- _SCHRIFTLICHE AUFGABEN_:
1 – Beantworten Sie anhand des Textabschnitts über Me Susane folgende Fragen:
(a) Mit welchem Wort akzentuiert die Täterin ihre Rede permanent?
(b) In welchen gehäuften Konjunktionen sucht ihr Mann Rechtfertigung?
(c) Welcher Status fehlt Sharon?
2 – Führen Sie den Textabschnitt über Me Susane und die Familie Principaux nach seinem letzten Satz weiter.

Derart aufgelöst macht sich Me Susane unwillkürlich klein neben den raumgreifenden Gestalten Gilles, Marlyne und Sharon. Rings um sich herum erfährt sie mehr und mehr eine Gefühlskälte, die sich in der Distanziertheit der Eltern manifestiert und in der pathologischen Grausamkeit der drei Kindermorde gipfelt. Getrennt voneinander legen ihr Gilles und Marlyne Principaux in verstörenden, atemlosen Monologen die näheren Umstände der unerklärbaren Tat dar. Während die Täterin ihre Rede permanent mit entschuldigenden „aber“ akzentuiert, sucht ihr Mann Rechtfertigung in gehäuften „denn“-Konjunktionen. Daraus resultiert eine emotionale Katastrophe. Während er sie retten will, verachtet sie ihn dafür und will sich sogar scheiden lassen. Die drei toten Kinder spielen in dem verhängnisvollen Paarspiel keine Rolle mehr. Als Einzige scheint die leidenschaftliche, resolute und mitunter auch boshafte Sharon mit sich im Reinen, auch ohne legalen Aufenthaltsstatus, den zu regeln Me Susane nicht gelingen will.

- _DATENSÄTZE_:
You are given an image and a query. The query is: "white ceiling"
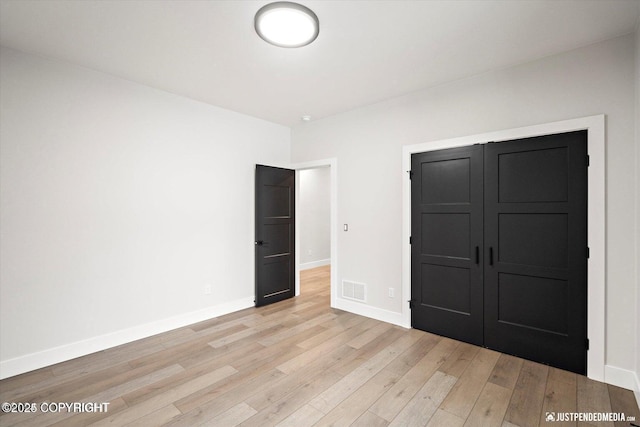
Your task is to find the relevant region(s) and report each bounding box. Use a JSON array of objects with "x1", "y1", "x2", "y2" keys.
[{"x1": 0, "y1": 0, "x2": 640, "y2": 126}]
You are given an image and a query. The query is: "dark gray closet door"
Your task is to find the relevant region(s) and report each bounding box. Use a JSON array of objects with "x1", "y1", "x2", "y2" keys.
[
  {"x1": 411, "y1": 145, "x2": 483, "y2": 345},
  {"x1": 484, "y1": 131, "x2": 587, "y2": 374}
]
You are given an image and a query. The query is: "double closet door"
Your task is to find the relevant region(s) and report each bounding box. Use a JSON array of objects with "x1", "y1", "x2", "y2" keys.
[{"x1": 411, "y1": 131, "x2": 588, "y2": 374}]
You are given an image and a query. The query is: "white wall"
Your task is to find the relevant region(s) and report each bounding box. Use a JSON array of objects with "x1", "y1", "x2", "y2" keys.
[
  {"x1": 298, "y1": 168, "x2": 331, "y2": 270},
  {"x1": 0, "y1": 48, "x2": 290, "y2": 377},
  {"x1": 292, "y1": 35, "x2": 638, "y2": 380}
]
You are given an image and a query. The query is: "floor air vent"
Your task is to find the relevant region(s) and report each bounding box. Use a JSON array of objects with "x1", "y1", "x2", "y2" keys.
[{"x1": 342, "y1": 280, "x2": 367, "y2": 302}]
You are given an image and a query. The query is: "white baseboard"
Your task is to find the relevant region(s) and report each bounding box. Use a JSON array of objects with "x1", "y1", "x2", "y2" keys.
[
  {"x1": 0, "y1": 296, "x2": 255, "y2": 379},
  {"x1": 300, "y1": 258, "x2": 331, "y2": 271},
  {"x1": 333, "y1": 298, "x2": 411, "y2": 328}
]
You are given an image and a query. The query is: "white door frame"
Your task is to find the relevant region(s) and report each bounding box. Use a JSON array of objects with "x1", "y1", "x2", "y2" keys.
[
  {"x1": 290, "y1": 158, "x2": 338, "y2": 307},
  {"x1": 402, "y1": 115, "x2": 606, "y2": 381}
]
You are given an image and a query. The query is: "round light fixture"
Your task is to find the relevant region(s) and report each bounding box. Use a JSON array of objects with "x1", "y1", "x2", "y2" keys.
[{"x1": 255, "y1": 1, "x2": 320, "y2": 47}]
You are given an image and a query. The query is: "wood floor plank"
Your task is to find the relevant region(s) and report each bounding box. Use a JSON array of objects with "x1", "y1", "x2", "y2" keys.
[
  {"x1": 127, "y1": 405, "x2": 181, "y2": 427},
  {"x1": 576, "y1": 376, "x2": 613, "y2": 427},
  {"x1": 464, "y1": 382, "x2": 512, "y2": 427},
  {"x1": 489, "y1": 354, "x2": 523, "y2": 390},
  {"x1": 276, "y1": 404, "x2": 324, "y2": 427},
  {"x1": 438, "y1": 342, "x2": 480, "y2": 378},
  {"x1": 347, "y1": 323, "x2": 392, "y2": 348},
  {"x1": 242, "y1": 370, "x2": 342, "y2": 427},
  {"x1": 309, "y1": 335, "x2": 415, "y2": 414},
  {"x1": 389, "y1": 371, "x2": 458, "y2": 427},
  {"x1": 505, "y1": 360, "x2": 549, "y2": 427},
  {"x1": 539, "y1": 378, "x2": 577, "y2": 426},
  {"x1": 607, "y1": 384, "x2": 640, "y2": 427},
  {"x1": 442, "y1": 348, "x2": 500, "y2": 419},
  {"x1": 207, "y1": 403, "x2": 256, "y2": 427},
  {"x1": 351, "y1": 411, "x2": 389, "y2": 427},
  {"x1": 315, "y1": 369, "x2": 399, "y2": 427},
  {"x1": 427, "y1": 408, "x2": 464, "y2": 427},
  {"x1": 369, "y1": 338, "x2": 459, "y2": 422},
  {"x1": 94, "y1": 366, "x2": 237, "y2": 426}
]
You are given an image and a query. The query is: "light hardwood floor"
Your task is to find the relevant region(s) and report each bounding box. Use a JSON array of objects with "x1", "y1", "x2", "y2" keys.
[{"x1": 0, "y1": 267, "x2": 640, "y2": 427}]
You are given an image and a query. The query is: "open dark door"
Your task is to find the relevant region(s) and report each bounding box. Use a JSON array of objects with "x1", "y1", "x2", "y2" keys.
[
  {"x1": 411, "y1": 145, "x2": 483, "y2": 345},
  {"x1": 255, "y1": 165, "x2": 295, "y2": 307}
]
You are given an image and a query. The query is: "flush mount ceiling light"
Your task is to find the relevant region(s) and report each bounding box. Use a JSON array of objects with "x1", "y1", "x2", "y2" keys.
[{"x1": 255, "y1": 1, "x2": 320, "y2": 47}]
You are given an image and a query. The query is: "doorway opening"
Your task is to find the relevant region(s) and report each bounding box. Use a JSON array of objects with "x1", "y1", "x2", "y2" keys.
[{"x1": 293, "y1": 159, "x2": 338, "y2": 307}]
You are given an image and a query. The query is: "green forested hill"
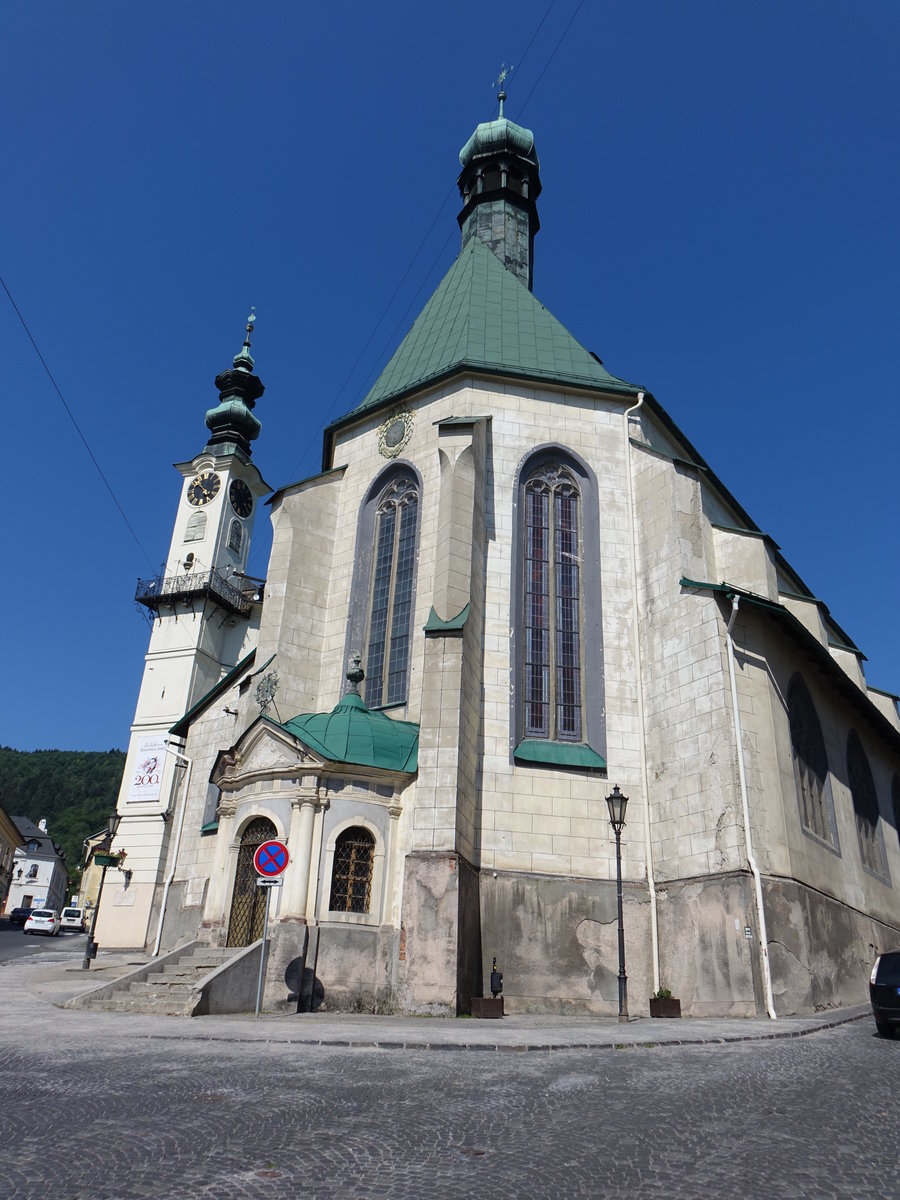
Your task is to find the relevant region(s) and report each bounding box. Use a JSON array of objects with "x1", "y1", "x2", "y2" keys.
[{"x1": 0, "y1": 746, "x2": 125, "y2": 884}]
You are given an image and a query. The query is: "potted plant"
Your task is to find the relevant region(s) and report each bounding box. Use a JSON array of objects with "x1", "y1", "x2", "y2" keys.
[{"x1": 650, "y1": 988, "x2": 682, "y2": 1016}]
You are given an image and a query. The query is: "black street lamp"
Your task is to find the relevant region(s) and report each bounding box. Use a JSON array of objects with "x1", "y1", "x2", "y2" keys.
[
  {"x1": 606, "y1": 784, "x2": 628, "y2": 1022},
  {"x1": 82, "y1": 812, "x2": 121, "y2": 971}
]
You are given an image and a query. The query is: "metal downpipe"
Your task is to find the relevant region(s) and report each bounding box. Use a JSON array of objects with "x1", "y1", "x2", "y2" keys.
[
  {"x1": 725, "y1": 595, "x2": 778, "y2": 1021},
  {"x1": 624, "y1": 391, "x2": 660, "y2": 992}
]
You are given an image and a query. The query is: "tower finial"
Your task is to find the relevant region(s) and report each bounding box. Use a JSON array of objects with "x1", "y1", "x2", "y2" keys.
[
  {"x1": 347, "y1": 650, "x2": 366, "y2": 696},
  {"x1": 491, "y1": 62, "x2": 516, "y2": 120},
  {"x1": 244, "y1": 304, "x2": 257, "y2": 349}
]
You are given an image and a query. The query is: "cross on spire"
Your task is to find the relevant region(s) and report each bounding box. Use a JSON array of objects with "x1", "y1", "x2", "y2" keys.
[
  {"x1": 244, "y1": 304, "x2": 257, "y2": 349},
  {"x1": 491, "y1": 62, "x2": 516, "y2": 118}
]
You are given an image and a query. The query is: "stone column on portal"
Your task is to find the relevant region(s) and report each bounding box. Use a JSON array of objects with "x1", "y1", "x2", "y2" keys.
[{"x1": 282, "y1": 775, "x2": 319, "y2": 917}]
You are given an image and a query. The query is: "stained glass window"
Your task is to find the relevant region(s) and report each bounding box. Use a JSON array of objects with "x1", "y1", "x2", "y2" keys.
[
  {"x1": 328, "y1": 827, "x2": 374, "y2": 913},
  {"x1": 365, "y1": 476, "x2": 419, "y2": 708},
  {"x1": 524, "y1": 464, "x2": 582, "y2": 742}
]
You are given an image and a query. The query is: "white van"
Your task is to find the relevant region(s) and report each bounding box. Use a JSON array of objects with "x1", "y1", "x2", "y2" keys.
[{"x1": 59, "y1": 908, "x2": 84, "y2": 934}]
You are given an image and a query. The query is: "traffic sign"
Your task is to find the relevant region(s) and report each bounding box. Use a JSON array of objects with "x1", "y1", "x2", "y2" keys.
[{"x1": 253, "y1": 838, "x2": 288, "y2": 880}]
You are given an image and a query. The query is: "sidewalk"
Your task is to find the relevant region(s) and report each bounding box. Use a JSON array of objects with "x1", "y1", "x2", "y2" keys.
[{"x1": 0, "y1": 952, "x2": 870, "y2": 1052}]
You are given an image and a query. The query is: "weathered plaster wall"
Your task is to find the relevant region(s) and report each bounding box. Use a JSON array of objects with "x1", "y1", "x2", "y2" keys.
[{"x1": 481, "y1": 871, "x2": 653, "y2": 1016}]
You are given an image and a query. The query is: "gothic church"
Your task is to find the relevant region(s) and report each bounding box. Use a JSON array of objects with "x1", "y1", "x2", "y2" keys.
[{"x1": 97, "y1": 95, "x2": 900, "y2": 1018}]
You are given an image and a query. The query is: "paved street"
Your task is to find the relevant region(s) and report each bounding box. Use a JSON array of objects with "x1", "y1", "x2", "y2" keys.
[{"x1": 0, "y1": 950, "x2": 900, "y2": 1200}]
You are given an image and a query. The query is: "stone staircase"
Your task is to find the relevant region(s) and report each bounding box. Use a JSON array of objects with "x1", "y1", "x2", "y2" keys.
[{"x1": 84, "y1": 946, "x2": 240, "y2": 1016}]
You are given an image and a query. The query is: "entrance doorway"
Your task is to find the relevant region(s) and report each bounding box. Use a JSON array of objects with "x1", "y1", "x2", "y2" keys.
[{"x1": 226, "y1": 817, "x2": 277, "y2": 946}]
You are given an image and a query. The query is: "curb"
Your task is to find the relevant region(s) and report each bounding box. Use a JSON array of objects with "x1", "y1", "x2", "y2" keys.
[{"x1": 130, "y1": 1012, "x2": 868, "y2": 1054}]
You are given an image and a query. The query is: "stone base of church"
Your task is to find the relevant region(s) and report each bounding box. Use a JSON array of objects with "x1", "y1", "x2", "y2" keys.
[{"x1": 148, "y1": 852, "x2": 900, "y2": 1018}]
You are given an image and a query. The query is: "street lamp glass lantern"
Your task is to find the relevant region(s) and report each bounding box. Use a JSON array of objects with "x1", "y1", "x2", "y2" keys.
[{"x1": 606, "y1": 784, "x2": 628, "y2": 833}]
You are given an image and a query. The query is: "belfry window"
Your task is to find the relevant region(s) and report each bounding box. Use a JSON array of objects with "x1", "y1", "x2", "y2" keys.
[
  {"x1": 228, "y1": 517, "x2": 244, "y2": 554},
  {"x1": 847, "y1": 732, "x2": 888, "y2": 876},
  {"x1": 185, "y1": 512, "x2": 206, "y2": 541},
  {"x1": 523, "y1": 463, "x2": 582, "y2": 742},
  {"x1": 787, "y1": 676, "x2": 838, "y2": 846},
  {"x1": 365, "y1": 475, "x2": 419, "y2": 708},
  {"x1": 328, "y1": 826, "x2": 374, "y2": 913}
]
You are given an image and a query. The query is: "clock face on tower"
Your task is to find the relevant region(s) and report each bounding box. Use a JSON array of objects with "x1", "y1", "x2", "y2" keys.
[
  {"x1": 187, "y1": 470, "x2": 222, "y2": 508},
  {"x1": 228, "y1": 479, "x2": 253, "y2": 517}
]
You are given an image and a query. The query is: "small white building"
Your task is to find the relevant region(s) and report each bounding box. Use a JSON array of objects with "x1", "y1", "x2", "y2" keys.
[{"x1": 6, "y1": 817, "x2": 68, "y2": 912}]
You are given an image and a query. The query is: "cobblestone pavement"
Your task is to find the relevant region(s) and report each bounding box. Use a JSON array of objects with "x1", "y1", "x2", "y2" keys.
[{"x1": 0, "y1": 964, "x2": 900, "y2": 1200}]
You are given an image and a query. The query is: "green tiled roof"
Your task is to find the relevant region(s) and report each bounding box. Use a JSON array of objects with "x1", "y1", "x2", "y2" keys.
[
  {"x1": 512, "y1": 738, "x2": 606, "y2": 770},
  {"x1": 282, "y1": 692, "x2": 419, "y2": 774},
  {"x1": 348, "y1": 238, "x2": 637, "y2": 425}
]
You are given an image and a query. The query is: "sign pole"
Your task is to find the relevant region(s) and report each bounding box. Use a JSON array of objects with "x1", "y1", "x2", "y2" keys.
[{"x1": 257, "y1": 888, "x2": 272, "y2": 1016}]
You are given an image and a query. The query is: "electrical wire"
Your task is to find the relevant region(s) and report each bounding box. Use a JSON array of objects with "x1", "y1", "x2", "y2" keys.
[
  {"x1": 278, "y1": 0, "x2": 584, "y2": 492},
  {"x1": 0, "y1": 275, "x2": 152, "y2": 570}
]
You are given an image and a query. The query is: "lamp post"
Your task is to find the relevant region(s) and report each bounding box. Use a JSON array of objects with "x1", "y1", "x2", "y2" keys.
[
  {"x1": 606, "y1": 784, "x2": 628, "y2": 1022},
  {"x1": 82, "y1": 812, "x2": 120, "y2": 971}
]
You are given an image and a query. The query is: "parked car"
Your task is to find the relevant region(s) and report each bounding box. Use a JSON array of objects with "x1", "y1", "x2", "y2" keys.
[
  {"x1": 59, "y1": 908, "x2": 84, "y2": 934},
  {"x1": 22, "y1": 908, "x2": 59, "y2": 937},
  {"x1": 869, "y1": 950, "x2": 900, "y2": 1038}
]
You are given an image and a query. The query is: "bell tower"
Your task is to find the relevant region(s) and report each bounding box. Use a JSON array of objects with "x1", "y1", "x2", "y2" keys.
[{"x1": 97, "y1": 312, "x2": 271, "y2": 948}]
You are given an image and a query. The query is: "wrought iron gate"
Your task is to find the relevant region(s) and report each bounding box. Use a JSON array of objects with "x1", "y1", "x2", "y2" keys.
[{"x1": 226, "y1": 817, "x2": 278, "y2": 946}]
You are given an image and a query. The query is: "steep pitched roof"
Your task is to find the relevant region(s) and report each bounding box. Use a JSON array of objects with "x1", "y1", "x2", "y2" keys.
[{"x1": 334, "y1": 238, "x2": 637, "y2": 425}]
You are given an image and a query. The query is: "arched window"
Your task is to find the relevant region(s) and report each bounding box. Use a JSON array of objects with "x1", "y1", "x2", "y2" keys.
[
  {"x1": 228, "y1": 517, "x2": 244, "y2": 554},
  {"x1": 523, "y1": 463, "x2": 582, "y2": 742},
  {"x1": 787, "y1": 676, "x2": 838, "y2": 846},
  {"x1": 365, "y1": 474, "x2": 419, "y2": 708},
  {"x1": 185, "y1": 512, "x2": 206, "y2": 541},
  {"x1": 847, "y1": 732, "x2": 887, "y2": 875},
  {"x1": 328, "y1": 826, "x2": 374, "y2": 913},
  {"x1": 226, "y1": 817, "x2": 278, "y2": 946},
  {"x1": 510, "y1": 445, "x2": 606, "y2": 770}
]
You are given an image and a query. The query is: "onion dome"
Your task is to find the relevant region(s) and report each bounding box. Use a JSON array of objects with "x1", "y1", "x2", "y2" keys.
[{"x1": 206, "y1": 311, "x2": 265, "y2": 457}]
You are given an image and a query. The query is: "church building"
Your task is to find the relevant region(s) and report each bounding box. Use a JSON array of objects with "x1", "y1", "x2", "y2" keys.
[{"x1": 96, "y1": 92, "x2": 900, "y2": 1018}]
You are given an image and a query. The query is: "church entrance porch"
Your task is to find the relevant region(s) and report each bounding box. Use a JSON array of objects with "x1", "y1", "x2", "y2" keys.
[{"x1": 226, "y1": 817, "x2": 278, "y2": 946}]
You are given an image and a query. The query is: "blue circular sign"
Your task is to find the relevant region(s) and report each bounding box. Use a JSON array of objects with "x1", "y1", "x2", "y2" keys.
[{"x1": 253, "y1": 838, "x2": 288, "y2": 880}]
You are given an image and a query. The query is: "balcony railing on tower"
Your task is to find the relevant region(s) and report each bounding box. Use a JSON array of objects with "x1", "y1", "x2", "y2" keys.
[{"x1": 134, "y1": 570, "x2": 263, "y2": 617}]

- _ERGEBNISSE DER AUFGABEN_:
1 –
(a) Mit dem entschuldigenden „aber“.
(b) In gehäuften „denn“-Konjunktionen.
(c) Ein legaler Aufenthaltsstatus.

2 –
Auf ebenso elegante wie schneidende Weise seziert Die Rache ist mein die französische Gesellschaft zwischen bürgerlicher Gefühlskälte, der Scham der kleinen Leute und, am Rande aufblitzend, den Verwerfungen der kolonialen Geschichte. Me Susane beschäftigt sich zum einen mit dem grauenhaften Kindermord, zum anderen versucht sie obsessiv den Schleier des Verdrängens über ihrer eigenen Erinnerung zu heben. Ihrer inneren Verwirrung antwortet Sharon mit einer temperamentvollen, doch auch ambivalenten Fürsorglichkeit für Me Susane, in der sich Dienstfertigkeit und Hochmut miteinander mischen – ja vielleicht sogar Verachtung, wie Me Susane zu spüren glaubt.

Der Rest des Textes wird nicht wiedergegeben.